Role of fibroblastic focal adhesion kinase (fak) in pancreatic adenocarcinoma


The relatively recent appreciation of the importance of microenvironment modifications in tumor progression has revolutionized the field and raises many innovative questions: Could a better understanding of the role of the tumor microenvironment allow 1- the identification of new therapeutic targets for patients with pancreatic adenocarcinoma (PDAC)? 2- to diagnosis the disease earlier? 3- to propose personalized medicine to patients based on the analysis of their tumor microenvironment?

Our research aims at answering these questions and focuses on two key events of PDAC tumor progression: activation of fibroblasts into CAF and remodeling of the extracellular matrix (ECM) (Belhabib et al., Cancers 2021). Our research projects have identified mechanotransduction as a key regulator of CAF activation and acquisition of pro-tumor functions.

Thus, we identified that the kinase activity of Focal Adhesion Kinase (FAK), a key mechanosensor (Sulzmaier et al., Nat Rev Cancer, 2014), is strongly increased in CAFs from PDAC tumors compared to its activity in fibroblasts from healthy pancreas. The level of fibroblastic FAK activity is a prognostic marker for PDAC patient survival. In vivo, pharmacological or genetic inactivation of FAK in fibroblasts modifies the ECM, reduces the number of immunosuppressive cells in primary tumors and ultimately inhibits tumor spread and metastasis. Thus, FAK activity within CAFs appears as an independent PDAC prognostic marker and a promising therapeutic target against PDAC (Zaghdoudi et al., EMM 2020). Evaluating FAK activity within CAFs should allow to identify patients with high risk of early relapse and patients that may benefit from a personalized protocol using FAK inhibitor treatment, currently used in clinical trials.

**Supplied data**
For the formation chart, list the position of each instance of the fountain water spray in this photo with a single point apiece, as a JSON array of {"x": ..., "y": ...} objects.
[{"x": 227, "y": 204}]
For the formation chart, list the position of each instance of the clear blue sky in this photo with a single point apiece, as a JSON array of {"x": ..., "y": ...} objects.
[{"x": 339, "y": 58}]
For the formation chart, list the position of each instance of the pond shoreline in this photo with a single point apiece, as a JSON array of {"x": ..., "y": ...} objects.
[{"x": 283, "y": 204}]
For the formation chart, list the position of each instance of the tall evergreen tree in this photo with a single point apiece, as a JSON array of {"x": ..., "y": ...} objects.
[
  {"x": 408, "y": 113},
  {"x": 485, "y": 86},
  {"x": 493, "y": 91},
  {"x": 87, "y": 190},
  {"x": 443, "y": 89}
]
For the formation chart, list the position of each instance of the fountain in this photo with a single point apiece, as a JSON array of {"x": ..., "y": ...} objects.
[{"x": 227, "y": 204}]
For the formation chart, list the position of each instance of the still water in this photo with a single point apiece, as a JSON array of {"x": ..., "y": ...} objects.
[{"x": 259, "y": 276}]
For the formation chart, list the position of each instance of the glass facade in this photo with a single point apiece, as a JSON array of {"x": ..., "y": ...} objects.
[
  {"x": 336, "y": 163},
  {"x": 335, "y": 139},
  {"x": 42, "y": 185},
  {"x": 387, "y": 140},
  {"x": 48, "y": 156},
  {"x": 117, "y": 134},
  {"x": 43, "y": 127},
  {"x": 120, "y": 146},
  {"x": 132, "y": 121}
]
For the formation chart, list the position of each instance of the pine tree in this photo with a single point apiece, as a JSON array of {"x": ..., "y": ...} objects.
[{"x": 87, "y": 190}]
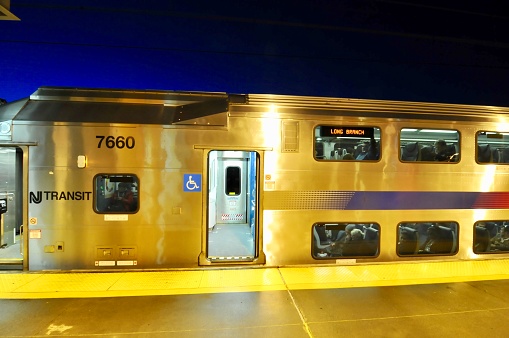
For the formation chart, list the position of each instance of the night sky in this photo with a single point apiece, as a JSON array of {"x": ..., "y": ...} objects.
[{"x": 434, "y": 51}]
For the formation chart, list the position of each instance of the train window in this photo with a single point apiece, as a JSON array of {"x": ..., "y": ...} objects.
[
  {"x": 427, "y": 238},
  {"x": 335, "y": 240},
  {"x": 492, "y": 147},
  {"x": 116, "y": 193},
  {"x": 232, "y": 181},
  {"x": 429, "y": 145},
  {"x": 491, "y": 237},
  {"x": 342, "y": 143}
]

**What this task involves**
Carry on the text on fibroblastic FAK in pancreatic cancer from the point where it stops. The listing has no connection to the text on fibroblastic FAK in pancreatic cancer.

**Answer to this problem**
Fibroblastic FAK inactivation in vivo drastically modifies the tumor ECM; we will seek to identify precisely quantitative (Matrisome) and qualitative (stiffness, organization…) changes induced and their implications in tumor progression and chemoresistance. Thus, we will follow two main tracks:

  • The potential involvement of fibroblast FAK activity in the establishment of a cross-talk with blood vessels promoting chemoresistance,
  • The potential involvement of the activation of mechanotransduction pathways in the generation of physical forces that would contribute to tumor progression.

Funding: Cancer Plan, Ligue Nationale Contre le Cancer.

Members: Ismahane Belhabib (Thesis, LNCC) and Claire Lac (Thesis, ministerial grant).

Recent references:

  • Belhabib I, Zaghdoudi S, Lac C, Bousquet C, Jean C. Extracellular Matrices and Cancer-Associated Fibroblasts: Targets for Cancer Diagnosis and Therapy? Cancers (Basel). 2021 Jul 11;13(14):3466. doi: 10.3390/cancers13143466. PMID:34298680; PMCID: PMC8303391.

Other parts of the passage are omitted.